▶ **Record extracts**
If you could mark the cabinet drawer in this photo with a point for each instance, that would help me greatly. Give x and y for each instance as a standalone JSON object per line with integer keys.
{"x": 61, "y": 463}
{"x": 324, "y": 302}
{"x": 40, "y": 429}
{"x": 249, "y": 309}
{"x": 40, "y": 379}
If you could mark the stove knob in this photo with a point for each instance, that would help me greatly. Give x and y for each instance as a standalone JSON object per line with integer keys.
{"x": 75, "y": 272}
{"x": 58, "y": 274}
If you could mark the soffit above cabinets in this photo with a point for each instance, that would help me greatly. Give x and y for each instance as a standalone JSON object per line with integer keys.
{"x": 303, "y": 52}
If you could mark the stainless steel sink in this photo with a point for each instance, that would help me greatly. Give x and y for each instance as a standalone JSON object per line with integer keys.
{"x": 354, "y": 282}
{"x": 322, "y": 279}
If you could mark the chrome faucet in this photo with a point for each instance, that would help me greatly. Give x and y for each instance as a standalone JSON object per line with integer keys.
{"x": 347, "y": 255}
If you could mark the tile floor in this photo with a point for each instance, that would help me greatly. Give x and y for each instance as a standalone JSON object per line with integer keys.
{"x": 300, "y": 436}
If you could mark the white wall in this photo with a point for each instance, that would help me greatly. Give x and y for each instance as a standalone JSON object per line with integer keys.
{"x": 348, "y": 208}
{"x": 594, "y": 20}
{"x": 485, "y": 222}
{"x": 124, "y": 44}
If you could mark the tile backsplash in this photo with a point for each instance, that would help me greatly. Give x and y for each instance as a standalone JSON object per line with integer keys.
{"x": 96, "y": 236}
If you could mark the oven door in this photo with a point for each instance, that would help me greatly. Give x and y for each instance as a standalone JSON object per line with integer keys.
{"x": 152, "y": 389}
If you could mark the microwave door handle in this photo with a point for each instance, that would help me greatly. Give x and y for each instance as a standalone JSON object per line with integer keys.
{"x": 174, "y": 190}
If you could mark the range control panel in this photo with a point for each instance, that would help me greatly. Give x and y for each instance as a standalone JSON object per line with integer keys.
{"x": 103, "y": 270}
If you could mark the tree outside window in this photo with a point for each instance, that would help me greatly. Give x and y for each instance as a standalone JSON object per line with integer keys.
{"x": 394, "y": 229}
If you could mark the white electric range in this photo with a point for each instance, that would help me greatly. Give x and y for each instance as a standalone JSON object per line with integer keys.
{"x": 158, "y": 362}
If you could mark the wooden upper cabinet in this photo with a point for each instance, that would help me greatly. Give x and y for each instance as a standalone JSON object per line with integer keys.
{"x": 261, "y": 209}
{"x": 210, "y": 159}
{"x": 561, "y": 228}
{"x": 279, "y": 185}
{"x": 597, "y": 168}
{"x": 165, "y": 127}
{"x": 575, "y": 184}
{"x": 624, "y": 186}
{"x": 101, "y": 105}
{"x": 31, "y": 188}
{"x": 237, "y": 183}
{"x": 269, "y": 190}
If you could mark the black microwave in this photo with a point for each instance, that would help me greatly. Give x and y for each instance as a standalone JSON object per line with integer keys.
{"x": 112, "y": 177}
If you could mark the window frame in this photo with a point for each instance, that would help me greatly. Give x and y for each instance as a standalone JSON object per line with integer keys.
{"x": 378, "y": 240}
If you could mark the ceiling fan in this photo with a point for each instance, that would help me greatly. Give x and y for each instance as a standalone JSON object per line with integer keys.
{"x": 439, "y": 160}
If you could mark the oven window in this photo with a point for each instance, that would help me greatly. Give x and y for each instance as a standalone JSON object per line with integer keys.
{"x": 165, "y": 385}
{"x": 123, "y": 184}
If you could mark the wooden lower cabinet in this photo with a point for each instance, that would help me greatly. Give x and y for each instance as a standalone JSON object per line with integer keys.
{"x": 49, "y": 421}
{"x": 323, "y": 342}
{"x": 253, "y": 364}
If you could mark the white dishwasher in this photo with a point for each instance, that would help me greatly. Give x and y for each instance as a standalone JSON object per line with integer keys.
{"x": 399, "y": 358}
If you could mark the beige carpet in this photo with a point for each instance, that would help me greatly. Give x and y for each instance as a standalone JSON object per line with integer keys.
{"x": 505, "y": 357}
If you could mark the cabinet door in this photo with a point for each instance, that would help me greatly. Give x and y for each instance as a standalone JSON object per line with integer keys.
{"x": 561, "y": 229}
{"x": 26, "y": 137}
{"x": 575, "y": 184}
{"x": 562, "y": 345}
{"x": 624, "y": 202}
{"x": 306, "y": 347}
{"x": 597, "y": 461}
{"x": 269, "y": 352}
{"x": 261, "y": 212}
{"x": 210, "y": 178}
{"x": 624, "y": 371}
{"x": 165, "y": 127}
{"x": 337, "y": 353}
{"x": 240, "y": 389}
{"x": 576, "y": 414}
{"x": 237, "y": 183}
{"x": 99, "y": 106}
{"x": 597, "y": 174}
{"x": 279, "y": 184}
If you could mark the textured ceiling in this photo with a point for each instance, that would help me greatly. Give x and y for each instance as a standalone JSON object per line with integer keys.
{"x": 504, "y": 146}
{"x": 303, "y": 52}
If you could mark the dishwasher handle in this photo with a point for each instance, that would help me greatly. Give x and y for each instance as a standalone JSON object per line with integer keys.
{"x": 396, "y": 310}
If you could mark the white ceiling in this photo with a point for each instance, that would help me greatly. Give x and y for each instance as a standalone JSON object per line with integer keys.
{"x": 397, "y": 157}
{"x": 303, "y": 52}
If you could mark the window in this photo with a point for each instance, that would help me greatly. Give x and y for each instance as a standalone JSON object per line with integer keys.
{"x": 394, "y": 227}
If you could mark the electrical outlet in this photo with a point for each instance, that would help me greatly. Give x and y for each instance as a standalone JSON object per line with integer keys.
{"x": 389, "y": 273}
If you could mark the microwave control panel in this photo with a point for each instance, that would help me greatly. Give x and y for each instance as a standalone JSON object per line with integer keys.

▶ **Task**
Return every line exactly.

▶ **Answer below**
If you could mark the cabinet drawer in this photo with a point for each instance, that would help me greatly. Give x and y for each instance as a standalone JSON object per line with integer keys.
{"x": 61, "y": 463}
{"x": 324, "y": 302}
{"x": 40, "y": 429}
{"x": 249, "y": 309}
{"x": 40, "y": 379}
If you could mark the stove knob in this photo with a point for each instance, that would help me greatly. Give x and y for each instance as a standalone JSON object per line with integer keys.
{"x": 75, "y": 272}
{"x": 58, "y": 274}
If you could mark the soffit above cabinets in this photo with a point for each instance, that would help me greatly. Give x and y for each instance as a standalone JSON object per line with integer keys.
{"x": 303, "y": 52}
If you could mark the stainless steel sink in this photo with a point for each instance, that would help me greatly. Give x and y for each instance as a standalone JSON object per line with integer keys.
{"x": 354, "y": 282}
{"x": 322, "y": 279}
If you could mark the chrome faucet in this photo with a point for each instance, that would help me greatly. Give x and y for each instance as a standalone JSON object per line with integer keys.
{"x": 347, "y": 255}
If you could mark the tile floor in this photo with a point for each instance, that would help me greatly. Give x and y for each instance as a standalone JSON object per line with integer keys.
{"x": 300, "y": 436}
If you could mark the white wall in this photo with a point for each instance, that would help me greatly. Give x and y for each instance as a standalone JSON object per line with integer keys.
{"x": 348, "y": 208}
{"x": 594, "y": 20}
{"x": 485, "y": 222}
{"x": 124, "y": 44}
If you could mark the tile backsplash in this photo with a point for each instance, that would help me greatly. Give x and y for each instance as a standalone JSON object per line with integer keys.
{"x": 96, "y": 236}
If you could mark the oven door in this photo with a point for each instance, that would help me greatly. Give x and y for each instance as a standalone JSON object per line with integer keys.
{"x": 152, "y": 389}
If you could mark the microwave door handle in this photo with a point for each instance, that would help me greatly. Give x and y for each instance as a standalone JSON object per line with integer keys.
{"x": 174, "y": 190}
If you could mark the range control panel in this photo with a point for each instance, that would help me greatly. Give x and y for each instance as a standalone JSON object per line with integer keys.
{"x": 103, "y": 270}
If you could mark the tree outside window in this photo with a point for each instance, that would help me greatly. Give x and y for each instance as a standalone JSON object per line with integer keys.
{"x": 394, "y": 229}
If you could mark the white electric range in this photo with a point for each instance, that would help me greatly. Give x and y for each instance as a standalone JSON object per line with integer keys.
{"x": 158, "y": 362}
If you could mark the wooden upper cabinet in this photo with a point for each instance, that would help me greatly. Give x and y for each instance as a standalone JSON object per line with integer keys.
{"x": 261, "y": 209}
{"x": 210, "y": 159}
{"x": 561, "y": 228}
{"x": 279, "y": 185}
{"x": 597, "y": 168}
{"x": 165, "y": 127}
{"x": 575, "y": 184}
{"x": 624, "y": 186}
{"x": 101, "y": 105}
{"x": 31, "y": 188}
{"x": 237, "y": 183}
{"x": 269, "y": 190}
If you could mark the black microwave in this photo with a point for each instance, that would help me greatly. Give x and y for each instance as a standalone JSON object per line with integer keys.
{"x": 112, "y": 177}
If you could mark the window frame in this photo with a point for each instance, that would help me greatly. Give x and y for each instance as a standalone JSON object per line with integer keys.
{"x": 378, "y": 240}
If you could mark the ceiling fan in this photo with a point for each instance, that would help me greatly. Give x and y for each instance as a standalone JSON object per line with integer keys.
{"x": 439, "y": 160}
If you could mark the oven window in this photo with a point for each instance, that would help me greatly. Give x and y for each instance as a standalone JSON object per line with integer keys.
{"x": 165, "y": 385}
{"x": 123, "y": 184}
If you could mark the wooden lower cabinet in this photo with a point for each instance, that would help me greatly. Give x and y for each instance as a standalone JSON object per line with integer keys.
{"x": 49, "y": 421}
{"x": 323, "y": 342}
{"x": 253, "y": 364}
If you could mark the white dishwasher in this photo with a point for each instance, that would help me greatly. Give x and y for each instance as a standalone JSON object per line with integer keys.
{"x": 399, "y": 358}
If you could mark the beige carpet in this photo with a point for each instance, that would help me greatly. Give x and y for each instance as a standalone JSON object per line with integer keys.
{"x": 505, "y": 357}
If you could mark the cabinet door in this photo with a point for each instance, that would help me greatly. Give x and y for each instance as a standalone JSON object per line with integer keys.
{"x": 561, "y": 229}
{"x": 26, "y": 137}
{"x": 575, "y": 184}
{"x": 562, "y": 345}
{"x": 624, "y": 202}
{"x": 306, "y": 347}
{"x": 597, "y": 461}
{"x": 269, "y": 352}
{"x": 261, "y": 212}
{"x": 210, "y": 178}
{"x": 624, "y": 371}
{"x": 165, "y": 127}
{"x": 337, "y": 353}
{"x": 240, "y": 389}
{"x": 576, "y": 414}
{"x": 237, "y": 183}
{"x": 99, "y": 106}
{"x": 597, "y": 174}
{"x": 279, "y": 184}
If you could mark the textured ceiling in this photo with a point for each instance, that would help me greatly. Give x and y for each instance as a standalone JSON object per line with integer keys.
{"x": 504, "y": 146}
{"x": 303, "y": 52}
If you could mark the dishwasher handle in this photo with a point for each instance, that would help me greatly. Give x and y for each instance as a standalone JSON object per line with integer keys.
{"x": 396, "y": 310}
If you could mark the white ceiling in this photo with a point for each instance, that would help me greatly. Give x and y for each instance as a standalone JSON object per line with integer keys.
{"x": 397, "y": 157}
{"x": 303, "y": 52}
If you could mark the window in this photo with a point for each instance, that would help me greatly. Give x and y for each instance as a standalone JSON object per line with integer keys.
{"x": 394, "y": 227}
If you could mark the electrical outlet in this photo with a point for each instance, that would help me greatly. Give x and y for each instance as a standalone JSON object per line with integer keys.
{"x": 389, "y": 273}
If you could mark the microwave control panel in this photo with a point for each instance, that would help me greatly. Give x and y for each instance as a standalone JSON object per line with integer keys.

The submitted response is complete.